What you have to do. Report every line below that contains the word "wall", copying each line in full.

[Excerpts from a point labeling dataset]
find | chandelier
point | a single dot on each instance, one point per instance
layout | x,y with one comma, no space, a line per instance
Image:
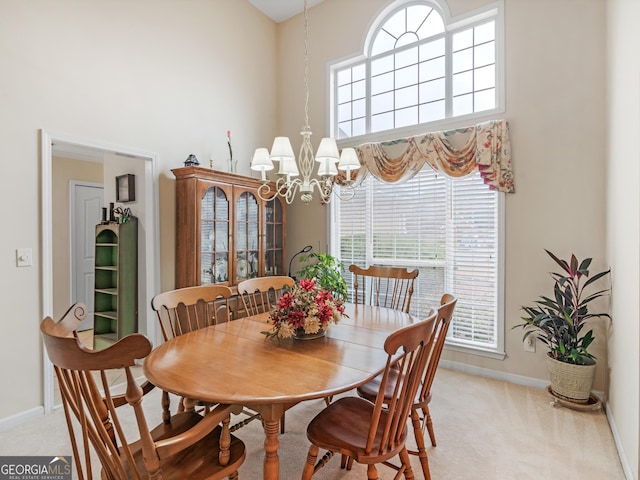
298,177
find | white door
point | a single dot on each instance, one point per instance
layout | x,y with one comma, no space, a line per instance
86,214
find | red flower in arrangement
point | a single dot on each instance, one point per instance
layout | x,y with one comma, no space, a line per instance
306,307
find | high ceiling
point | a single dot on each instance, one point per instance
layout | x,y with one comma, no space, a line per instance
281,10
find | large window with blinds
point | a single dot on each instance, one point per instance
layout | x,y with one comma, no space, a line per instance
448,228
422,67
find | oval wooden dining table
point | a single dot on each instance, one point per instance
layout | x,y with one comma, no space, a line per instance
234,363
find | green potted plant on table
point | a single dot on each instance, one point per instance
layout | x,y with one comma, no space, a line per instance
327,271
559,322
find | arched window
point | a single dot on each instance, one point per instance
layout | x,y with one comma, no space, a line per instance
420,70
419,67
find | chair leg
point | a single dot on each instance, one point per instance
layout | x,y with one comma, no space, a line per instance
309,466
427,416
372,472
422,450
406,462
166,408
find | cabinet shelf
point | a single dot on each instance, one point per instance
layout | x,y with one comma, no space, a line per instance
115,282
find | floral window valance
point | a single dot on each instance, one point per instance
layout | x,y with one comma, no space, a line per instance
458,152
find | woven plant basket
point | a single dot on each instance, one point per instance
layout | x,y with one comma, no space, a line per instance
569,381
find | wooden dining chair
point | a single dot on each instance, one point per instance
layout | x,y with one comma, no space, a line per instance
100,423
390,287
187,309
260,294
373,433
420,415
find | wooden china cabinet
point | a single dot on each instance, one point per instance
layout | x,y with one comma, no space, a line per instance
225,232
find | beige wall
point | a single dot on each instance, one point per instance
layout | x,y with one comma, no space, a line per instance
63,171
623,223
163,76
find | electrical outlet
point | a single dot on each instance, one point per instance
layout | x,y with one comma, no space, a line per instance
23,257
530,344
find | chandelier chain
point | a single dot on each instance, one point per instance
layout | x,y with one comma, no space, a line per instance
306,68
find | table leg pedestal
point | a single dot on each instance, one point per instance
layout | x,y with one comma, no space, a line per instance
271,444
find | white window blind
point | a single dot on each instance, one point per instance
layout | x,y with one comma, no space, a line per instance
448,228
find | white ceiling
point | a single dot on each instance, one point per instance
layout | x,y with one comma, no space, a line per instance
281,10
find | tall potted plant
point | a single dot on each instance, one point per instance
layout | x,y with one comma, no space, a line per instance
559,322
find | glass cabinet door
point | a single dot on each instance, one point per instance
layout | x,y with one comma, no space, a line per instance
214,237
247,236
274,238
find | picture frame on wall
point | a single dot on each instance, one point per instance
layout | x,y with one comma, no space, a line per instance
126,188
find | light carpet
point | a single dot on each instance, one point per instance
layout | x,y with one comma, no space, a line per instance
486,429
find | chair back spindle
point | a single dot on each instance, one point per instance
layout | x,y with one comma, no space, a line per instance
191,446
187,309
260,295
390,287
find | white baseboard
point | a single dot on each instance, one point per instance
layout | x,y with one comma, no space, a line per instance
19,418
504,376
628,474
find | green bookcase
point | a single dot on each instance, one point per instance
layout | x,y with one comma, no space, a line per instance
116,282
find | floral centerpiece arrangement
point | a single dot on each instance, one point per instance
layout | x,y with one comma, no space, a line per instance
306,309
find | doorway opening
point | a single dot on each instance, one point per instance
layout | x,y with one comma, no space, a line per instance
112,157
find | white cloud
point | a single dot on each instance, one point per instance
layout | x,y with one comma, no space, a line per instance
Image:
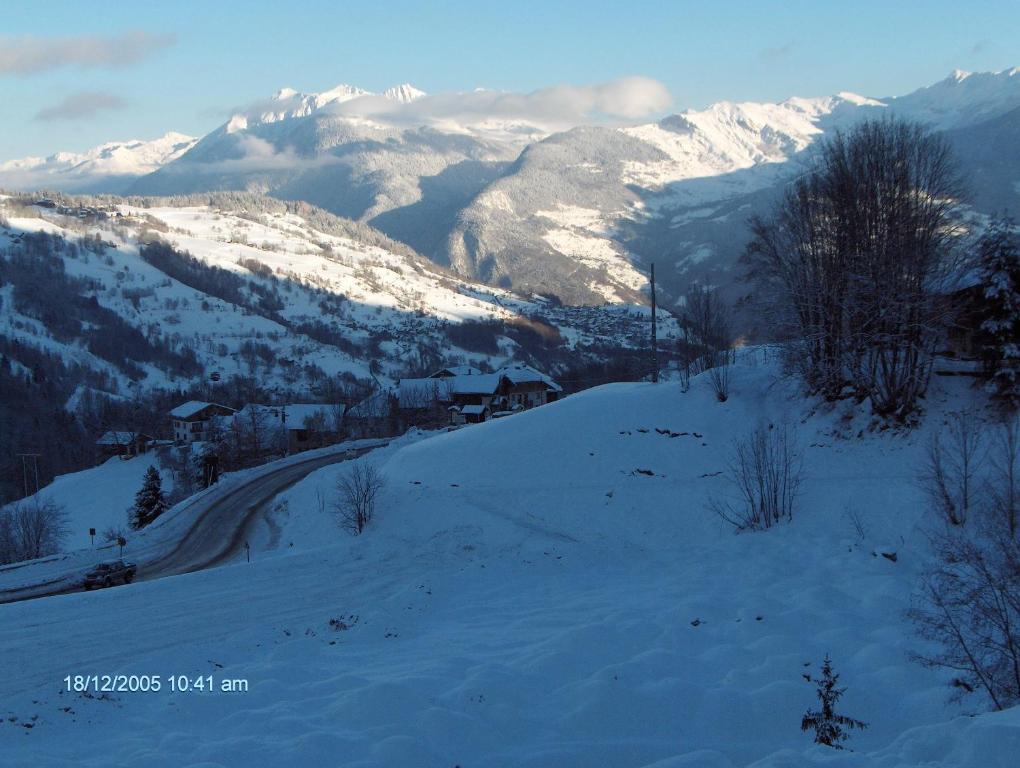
30,54
81,105
558,106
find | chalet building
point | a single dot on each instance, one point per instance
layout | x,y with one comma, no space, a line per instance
296,426
194,421
123,444
465,395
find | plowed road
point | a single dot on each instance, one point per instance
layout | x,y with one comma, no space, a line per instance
220,525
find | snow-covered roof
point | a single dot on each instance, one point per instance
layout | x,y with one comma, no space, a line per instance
374,406
295,415
418,393
456,370
525,374
194,407
483,384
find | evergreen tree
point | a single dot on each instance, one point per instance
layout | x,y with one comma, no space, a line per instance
1000,257
830,728
149,502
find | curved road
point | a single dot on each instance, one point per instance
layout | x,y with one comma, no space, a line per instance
216,534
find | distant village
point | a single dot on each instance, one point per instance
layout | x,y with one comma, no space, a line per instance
451,397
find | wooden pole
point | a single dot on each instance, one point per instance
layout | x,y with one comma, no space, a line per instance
655,334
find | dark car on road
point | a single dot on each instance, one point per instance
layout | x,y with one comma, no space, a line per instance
109,573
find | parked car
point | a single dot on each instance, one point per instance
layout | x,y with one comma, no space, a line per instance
106,574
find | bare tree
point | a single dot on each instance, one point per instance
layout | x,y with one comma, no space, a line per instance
357,492
766,469
970,605
950,472
969,602
707,318
856,255
1004,463
34,527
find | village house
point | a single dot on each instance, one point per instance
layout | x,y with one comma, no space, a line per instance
294,426
195,420
464,395
375,416
122,443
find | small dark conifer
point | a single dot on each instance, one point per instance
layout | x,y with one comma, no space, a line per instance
830,728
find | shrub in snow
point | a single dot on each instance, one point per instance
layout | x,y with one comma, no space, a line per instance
32,528
950,473
707,340
766,469
1004,470
969,601
830,728
852,257
357,492
1000,259
149,502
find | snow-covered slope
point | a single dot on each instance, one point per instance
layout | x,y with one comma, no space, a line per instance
108,167
678,192
545,590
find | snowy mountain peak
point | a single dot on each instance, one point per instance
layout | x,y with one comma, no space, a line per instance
82,171
962,99
404,93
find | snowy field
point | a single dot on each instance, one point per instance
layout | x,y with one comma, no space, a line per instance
99,498
526,597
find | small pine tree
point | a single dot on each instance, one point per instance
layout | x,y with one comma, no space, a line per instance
149,502
1000,259
830,728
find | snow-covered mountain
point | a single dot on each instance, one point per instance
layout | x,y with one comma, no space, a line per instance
108,167
577,212
287,294
604,203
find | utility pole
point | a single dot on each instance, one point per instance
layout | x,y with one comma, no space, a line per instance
655,335
24,469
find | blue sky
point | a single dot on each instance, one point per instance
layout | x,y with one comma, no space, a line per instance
73,74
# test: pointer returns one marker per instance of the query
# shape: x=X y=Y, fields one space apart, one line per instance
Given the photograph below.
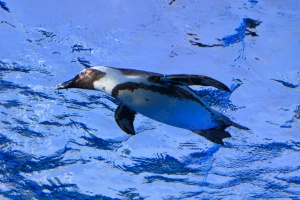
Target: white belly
x=173 y=111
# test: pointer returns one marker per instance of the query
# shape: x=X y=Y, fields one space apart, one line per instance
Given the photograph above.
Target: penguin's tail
x=227 y=122
x=217 y=134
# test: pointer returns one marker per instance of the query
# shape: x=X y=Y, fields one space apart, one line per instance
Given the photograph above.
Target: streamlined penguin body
x=166 y=99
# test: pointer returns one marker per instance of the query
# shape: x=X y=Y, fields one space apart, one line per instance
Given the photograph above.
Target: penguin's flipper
x=188 y=79
x=215 y=135
x=124 y=117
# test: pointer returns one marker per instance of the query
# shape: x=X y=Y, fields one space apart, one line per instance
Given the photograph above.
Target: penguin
x=165 y=98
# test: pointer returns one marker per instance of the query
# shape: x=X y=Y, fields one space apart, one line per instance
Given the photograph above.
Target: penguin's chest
x=170 y=107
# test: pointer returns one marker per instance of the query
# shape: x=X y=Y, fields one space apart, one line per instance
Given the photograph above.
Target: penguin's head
x=84 y=80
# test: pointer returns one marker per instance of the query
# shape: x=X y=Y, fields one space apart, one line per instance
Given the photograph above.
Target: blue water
x=66 y=144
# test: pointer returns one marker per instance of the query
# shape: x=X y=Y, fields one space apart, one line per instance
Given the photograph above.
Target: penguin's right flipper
x=214 y=135
x=124 y=117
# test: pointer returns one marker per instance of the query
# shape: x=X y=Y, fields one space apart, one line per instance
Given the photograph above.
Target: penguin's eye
x=82 y=73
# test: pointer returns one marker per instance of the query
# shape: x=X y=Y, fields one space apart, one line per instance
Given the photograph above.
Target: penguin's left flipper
x=124 y=117
x=214 y=135
x=188 y=79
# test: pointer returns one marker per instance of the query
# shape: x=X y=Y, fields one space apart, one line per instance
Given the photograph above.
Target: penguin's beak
x=65 y=85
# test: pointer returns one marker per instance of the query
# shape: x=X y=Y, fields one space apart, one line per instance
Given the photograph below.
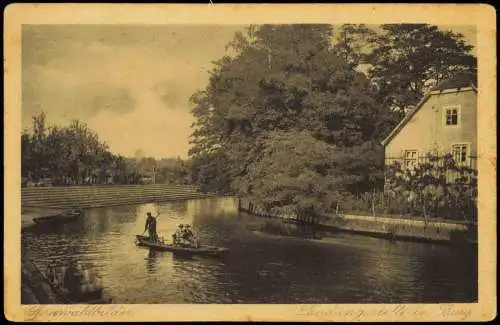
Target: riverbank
x=389 y=227
x=45 y=201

Answer.
find | beige wall
find | picture frame on wall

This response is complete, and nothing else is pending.